• _Excerpted text_
....
Mercy Hospital Columbus is an 18-bed critical access hospital located in Columbus, Kansas. The hospital is part of the Sisters of Mercy Health System and is affiliated with Mercy Hospital Joplin in nearby Joplin, Missouri.

==History==
Originally known as Maude Norton Hospital, Mercy Hospital Columbus was founded in 1917 by William Norton and cared for its first patients in the Norton Mansion. In 1952, the Norton Mansion was replaced with a modern hospital facility, which served Columbus until 1967 when a new addition was constructed. In 1999, the hospital affiliated with St. John's Regional Medical Center (Missouri) and joined Catholic Health Initiatives, changing its name to St. John's Maude Norton Hospital. In 2009, the hospital followed St. John's to the Sisters of Mercy Health System. Mercy renamed the hospital Mercy Maude Norton Hospital in 2012, and in 2014, the hospital became Mercy Hospital Columbus.
....
• _Work item A_
According to the text on Mercy Hospital Columbus, what name did the hospital take in 1999?
• _Work item B_
For each statement below, say whether it agrees with the text on Mercy Hospital Columbus, and quote the words of the text that decide it: (i) The hospital has 18 beds. (ii) The Norton Mansion was replaced in 1967. (iii) The hospital took the name Mercy Hospital Columbus in 2014.
• _Work item C_
Write the next part of the text on Mercy Hospital Columbus, picking up after its final sentence.

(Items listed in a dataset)
....
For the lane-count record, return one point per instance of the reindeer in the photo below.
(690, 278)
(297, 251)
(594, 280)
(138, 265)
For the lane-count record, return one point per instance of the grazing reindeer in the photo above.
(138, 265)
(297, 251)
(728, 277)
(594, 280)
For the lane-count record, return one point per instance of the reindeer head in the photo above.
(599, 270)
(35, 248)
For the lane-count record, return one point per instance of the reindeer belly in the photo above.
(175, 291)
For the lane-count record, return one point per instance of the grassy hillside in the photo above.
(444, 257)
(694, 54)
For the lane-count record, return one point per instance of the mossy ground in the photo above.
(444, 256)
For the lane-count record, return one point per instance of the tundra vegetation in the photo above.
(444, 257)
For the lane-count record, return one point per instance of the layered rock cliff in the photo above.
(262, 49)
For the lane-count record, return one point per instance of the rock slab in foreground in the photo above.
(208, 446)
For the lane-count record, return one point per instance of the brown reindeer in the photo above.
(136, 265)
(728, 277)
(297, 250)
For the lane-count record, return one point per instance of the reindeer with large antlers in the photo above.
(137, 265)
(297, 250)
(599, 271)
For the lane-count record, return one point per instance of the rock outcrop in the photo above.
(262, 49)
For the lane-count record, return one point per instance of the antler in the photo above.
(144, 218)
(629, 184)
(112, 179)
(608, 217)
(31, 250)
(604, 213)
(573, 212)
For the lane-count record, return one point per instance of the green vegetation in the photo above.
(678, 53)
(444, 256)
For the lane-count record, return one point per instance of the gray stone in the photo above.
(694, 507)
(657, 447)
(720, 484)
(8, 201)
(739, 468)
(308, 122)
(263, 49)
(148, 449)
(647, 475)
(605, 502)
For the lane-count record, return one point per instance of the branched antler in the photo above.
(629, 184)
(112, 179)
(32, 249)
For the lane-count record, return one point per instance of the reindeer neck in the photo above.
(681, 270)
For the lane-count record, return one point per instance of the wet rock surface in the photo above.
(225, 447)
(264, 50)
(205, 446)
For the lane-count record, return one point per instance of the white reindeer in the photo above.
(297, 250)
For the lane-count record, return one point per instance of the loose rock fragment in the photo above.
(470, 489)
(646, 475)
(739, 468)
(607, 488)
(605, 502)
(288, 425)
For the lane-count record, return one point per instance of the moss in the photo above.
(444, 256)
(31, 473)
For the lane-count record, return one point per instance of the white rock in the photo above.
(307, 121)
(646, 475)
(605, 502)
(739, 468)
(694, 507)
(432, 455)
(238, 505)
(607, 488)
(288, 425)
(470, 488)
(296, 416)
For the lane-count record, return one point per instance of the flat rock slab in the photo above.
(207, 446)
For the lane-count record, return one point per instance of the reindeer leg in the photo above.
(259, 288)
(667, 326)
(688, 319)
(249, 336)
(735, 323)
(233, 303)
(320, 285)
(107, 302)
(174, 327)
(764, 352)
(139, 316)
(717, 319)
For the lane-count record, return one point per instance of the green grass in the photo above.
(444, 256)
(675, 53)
....
• _Exercise response A_
St. John's Maude Norton Hospital

• _Exercise response B_
(i) Yes: "an 18-bed critical access hospital"
(ii) No: "In 1952, the Norton Mansion was replaced with a modern hospital facility"
(iii) Yes: "in 2014, the hospital became Mercy Hospital Columbus"

• _Exercise response C_
==Current Services==
Mercy Hospital Columbus operates a 24-hour emergency department and offers medical services in a variety of practice areas, including family medicine, home health and hospice, imaging, industrial medicine, laboratory testing, mammography, physical therapy, and respiratory therapy. The hospital also provides access to visiting clinics in several speciality areas, including cardiology, podiatry, and cardiac, thoracic, and vascular surgery.